=== Records for this task ===

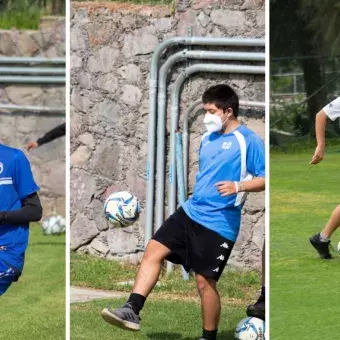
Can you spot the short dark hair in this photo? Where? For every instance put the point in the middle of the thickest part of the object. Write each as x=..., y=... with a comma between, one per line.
x=223, y=96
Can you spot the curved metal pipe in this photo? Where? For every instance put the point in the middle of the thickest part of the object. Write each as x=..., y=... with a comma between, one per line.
x=185, y=136
x=150, y=169
x=32, y=108
x=31, y=70
x=31, y=60
x=31, y=80
x=161, y=109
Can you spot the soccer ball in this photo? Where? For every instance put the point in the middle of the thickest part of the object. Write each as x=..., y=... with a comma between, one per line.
x=250, y=329
x=122, y=209
x=54, y=225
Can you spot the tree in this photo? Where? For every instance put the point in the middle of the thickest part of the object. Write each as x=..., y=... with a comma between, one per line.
x=292, y=35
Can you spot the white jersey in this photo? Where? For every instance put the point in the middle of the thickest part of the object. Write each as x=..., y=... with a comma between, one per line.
x=332, y=110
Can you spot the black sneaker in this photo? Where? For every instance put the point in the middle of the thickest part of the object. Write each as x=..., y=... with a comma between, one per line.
x=321, y=247
x=123, y=317
x=257, y=310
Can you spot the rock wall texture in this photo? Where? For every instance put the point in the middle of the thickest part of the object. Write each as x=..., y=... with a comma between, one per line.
x=111, y=50
x=17, y=128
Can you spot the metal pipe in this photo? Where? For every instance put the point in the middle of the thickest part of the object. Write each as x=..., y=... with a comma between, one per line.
x=31, y=60
x=31, y=80
x=150, y=169
x=186, y=132
x=31, y=70
x=161, y=110
x=32, y=108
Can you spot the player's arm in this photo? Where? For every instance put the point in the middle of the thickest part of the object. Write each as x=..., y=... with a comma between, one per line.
x=255, y=166
x=31, y=211
x=256, y=184
x=226, y=188
x=320, y=131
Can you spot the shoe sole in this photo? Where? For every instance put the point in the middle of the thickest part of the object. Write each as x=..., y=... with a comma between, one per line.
x=256, y=314
x=325, y=257
x=118, y=322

===

» Problem to work on
Leave the pictures out and reproduce each record exactly as written.

» Task response
Can you spot the short dark hair in this photo? Where? For every instance put the point in the middle of the thickest part of the object. Write each as x=..., y=... with a comma between, one per line.
x=223, y=96
Can you spot the curved metal pipe in this photo? Where? For every instance put the point in the middle of the thickest part of the object. Write each as x=..., y=... with a comma between, one per line.
x=185, y=136
x=150, y=169
x=32, y=108
x=31, y=70
x=31, y=60
x=31, y=80
x=161, y=109
Can you spot the soccer ball in this photo? Where? For every instance put the point in the middle of the thickest part of the object. Write each as x=..., y=... with a comma between, one per line.
x=250, y=329
x=122, y=209
x=54, y=225
Can you spot the tree in this photo? Where? For every instance put the point in the middle of the thickest part of the object. Write each as x=..., y=... with a comma between, one per line.
x=292, y=35
Can you spot the white jersey in this photo? Where? For every instance put the point in the middle of the thickest part of the object. Write each as x=..., y=... with a comma between, one per line.
x=332, y=110
Can you spot the black sneaker in this photo? Where? For every instance put the point in the middle of the thickest part of the object. Write each as x=..., y=... with a comma between, one per line.
x=321, y=247
x=123, y=317
x=257, y=310
Can you spot the rock wall texture in this photo? Where? For every instance put the point in the middle of the thickest part of the object. Write each as x=..., y=... with a comma between, one per line.
x=111, y=50
x=17, y=128
Can you spot the metal pipe in this photo? Where? For every instance put the point in the middle of the thickest part of the object. Write each as x=..., y=... with a comma between, one per line.
x=31, y=60
x=31, y=80
x=150, y=169
x=186, y=132
x=31, y=70
x=161, y=110
x=32, y=108
Can you spot the player's arm in this photo? Where? For every instance put the point in the middle of the thickest part of the object. Write each as x=..., y=... with a comma between, one per line.
x=255, y=166
x=31, y=211
x=256, y=184
x=226, y=188
x=320, y=131
Can you spot the shoe sole in this photo? Where? For every instance put the point in the middle of the thickest part of the object. Write each as x=..., y=... with a comma between, one per line.
x=256, y=314
x=325, y=257
x=118, y=322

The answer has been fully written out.